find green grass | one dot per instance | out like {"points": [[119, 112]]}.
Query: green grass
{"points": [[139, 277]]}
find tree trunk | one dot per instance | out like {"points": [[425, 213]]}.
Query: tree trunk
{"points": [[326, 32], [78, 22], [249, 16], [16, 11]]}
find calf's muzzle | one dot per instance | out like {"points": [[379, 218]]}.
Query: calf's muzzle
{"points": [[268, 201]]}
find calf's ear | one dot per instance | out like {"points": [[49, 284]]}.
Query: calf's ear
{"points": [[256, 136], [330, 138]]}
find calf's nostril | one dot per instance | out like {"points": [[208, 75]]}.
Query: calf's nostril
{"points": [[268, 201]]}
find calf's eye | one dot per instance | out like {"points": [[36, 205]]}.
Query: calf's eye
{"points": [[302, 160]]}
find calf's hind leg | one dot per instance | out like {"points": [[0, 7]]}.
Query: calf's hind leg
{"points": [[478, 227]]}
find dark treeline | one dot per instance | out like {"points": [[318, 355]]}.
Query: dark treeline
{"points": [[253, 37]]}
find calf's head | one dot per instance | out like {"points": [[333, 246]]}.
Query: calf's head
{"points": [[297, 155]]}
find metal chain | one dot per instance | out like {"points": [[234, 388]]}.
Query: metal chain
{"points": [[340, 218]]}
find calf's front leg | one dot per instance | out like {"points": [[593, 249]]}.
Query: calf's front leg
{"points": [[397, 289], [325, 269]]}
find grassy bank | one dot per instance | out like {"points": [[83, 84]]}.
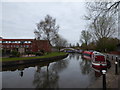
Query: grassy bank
{"points": [[53, 54]]}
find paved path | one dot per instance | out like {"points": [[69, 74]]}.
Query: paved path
{"points": [[112, 80]]}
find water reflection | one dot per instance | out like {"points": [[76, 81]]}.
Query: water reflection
{"points": [[71, 72], [85, 66], [48, 77]]}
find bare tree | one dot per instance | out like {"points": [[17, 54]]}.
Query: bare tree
{"points": [[85, 37], [60, 41], [47, 29], [102, 21]]}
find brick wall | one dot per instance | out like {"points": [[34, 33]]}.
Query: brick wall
{"points": [[38, 45]]}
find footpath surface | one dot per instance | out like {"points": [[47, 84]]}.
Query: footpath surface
{"points": [[112, 80]]}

——

> _Aim_
Omit every picture, then repeat the remaining data exactly as it appears above.

> _Problem solution_
find green grass | one dot per instance | out like {"points": [[119, 112]]}.
Query: green grass
{"points": [[139, 277]]}
find tree trunk | one dot per instance | out like {"points": [[425, 213]]}.
Query: tree trunk
{"points": [[326, 32], [78, 22], [249, 16], [16, 11]]}
find calf's muzzle | one dot per instance | out like {"points": [[379, 218]]}.
Query: calf's muzzle
{"points": [[268, 201]]}
find calf's ear | one dot per instance | out like {"points": [[49, 284]]}.
Query: calf's ear
{"points": [[256, 136], [330, 138]]}
find calf's nostril | one dot per instance | out like {"points": [[208, 75]]}.
Query: calf's nostril
{"points": [[268, 201]]}
find calf's eye | one dot per instance | out like {"points": [[36, 205]]}.
Query: calf's eye
{"points": [[302, 160]]}
find calf's hind leg | one dot per instance | out like {"points": [[0, 7]]}.
Query: calf's hind leg
{"points": [[478, 227]]}
find dark treeline | one dot per instance | out like {"points": [[318, 355]]}.
Query: dark treeline
{"points": [[253, 37]]}
find calf's head | one dot per instance | out like {"points": [[333, 246]]}.
Query: calf's head
{"points": [[297, 155]]}
find metal chain | one dot per instance | out like {"points": [[234, 388]]}.
Query: metal chain
{"points": [[340, 218]]}
find calf's front leg | one dot per instance | out like {"points": [[593, 249]]}.
Query: calf's front leg
{"points": [[397, 289], [325, 269]]}
find grassy bank | one dot per instance | out like {"points": [[83, 84]]}.
Query: grassy bank
{"points": [[53, 54]]}
find paved path | one dot per instance | out like {"points": [[69, 74]]}.
Query: paved path
{"points": [[112, 80]]}
find water reflection | one dot per instance | out like {"points": [[76, 81]]}.
Query: water reflection
{"points": [[71, 72], [85, 66], [48, 77]]}
find bare tree | one dot per instance | out like {"points": [[17, 54]]}.
Query: bare tree
{"points": [[85, 37], [60, 41], [47, 29], [102, 21]]}
find brick wall | one dot per instance | out like {"points": [[34, 33]]}.
Query: brick wall
{"points": [[38, 45]]}
find footpath surface | one dot per instance | out like {"points": [[47, 84]]}.
Query: footpath surface
{"points": [[112, 80]]}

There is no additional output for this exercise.